(TEXTO SELECCIONADO)

UNA COPITA EN EL CIELO

En memoria del Dr. Antonio Valencia

En Jerez hay una plaza que lleva su nombre y, sin saber por qué, esta noche me desvelé y me acordé de él. Quizás el origen de mis desvelos tiene que ver con estos tiempos que nos está tocando vivir, en mitad de esta maldita pandemia y desnortado en espíritu un país que no se reconoce a sí mismo y anda sin rumbo hacia un incierto futuro.
Hace ya más de 15 años que se nos fue Antonio Valencia Jaen y aun resuena en la plaza del Clavo la última saeta que le cantara a Jesús del Prendimiento que lo reclamó allá arriba para que le cuidara las gargantas a tantos gitanos buenos que se marcharon con él.
El Dr. Valencia fue médico de muchos jerezanos y, más que médico, hacía de la Medicina un arte y un ejemplo de vida. Quizás como ese Natural prodigioso y mágico de Rafael de Paula, o como el inigualable torrente de voz de la Paquera o como el desgarrado cante de Fernando Terremoto.
Como testigos fieles de su noble paso por la vida y del amor que sentía por su Jerez, aún recuerdo cada rincón de su consulta, plagado de cuadros de cantaores célebres, gitanos eternos y recuerdos de una vida intensa y sencilla centrada en el arte de curar. Hasta esa caricatura que retrataba con claridad pasmosa el alma de este buen hombre que se entregó en cuerpo y alma a amar la vida dándose a los demás.
No le hacían falta al bueno de Antonio sofisticados aparatos médicos ni moderna tecnología para diagnosticar, inclinándose sobre su mesa y con una intensa mirada por encima de sus gafas, al enfermo que tenía enfrente. En esa radiografía ocular que hacía con sus experimentados ojos, leía la enfermedad del cuerpo y del alma del paciente y aplicaba su mejor medicina para sanarlo como Dios manda. No hay mejor medicina para un enfermo que la humanidad del médico que hace suyo el sufrimiento del que lo padece.
Fue médico militar, de la Seguridad Social, atendía en su casa en la Barriada de España y también fue médico ambulante en su viejo Citroën ZX que aguantó sin rechistar más de veinte años de misiones a domicilio. ¿Qué necesidad tenía de un coche mejor si ése cascarón lo llevaba a todas partes?
No hizo dinero con la Medicina, pero se hizo rico en el aprecio y en el cariño de muchos jerezanos que iban a su consulta, muchas veces sin pagar un duro. Trabajó sin descanso por los demás y por todo aquello en lo creía y en lo que, desgraciadamente creen muy pocos de los que hoy tienen en sus manos el futuro de nuestro país.

(ACTIVIDAD) Reescribe el texto en memoria del Dr. Antonio Valencia desde "Hace ya más" hasta "de Fernando Terremoto.", ambos incluidos, cambiando "saeta" por "copla". Los registros no intervienen en esta actividad.

(Datos)
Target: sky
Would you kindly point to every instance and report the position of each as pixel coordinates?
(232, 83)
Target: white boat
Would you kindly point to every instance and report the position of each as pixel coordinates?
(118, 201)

(ESPACIO DE RESPUESTA)
Hace ya más de 15 años que se nos fue Antonio Valencia Jaen y aun resuena en la plaza del Clavo la última copla que le cantara a Jesús del Prendimiento que lo reclamó allá arriba para que le cuidara las gargantas a tantos gitanos buenos que se marcharon con él.
El Dr. Valencia fue médico de muchos jerezanos y, más que médico, hacía de la Medicina un arte y un ejemplo de vida. Quizás como ese Natural prodigioso y mágico de Rafael de Paula, o como el inigualable torrente de voz de la Paquera o como el desgarrado cante de Fernando Terremoto.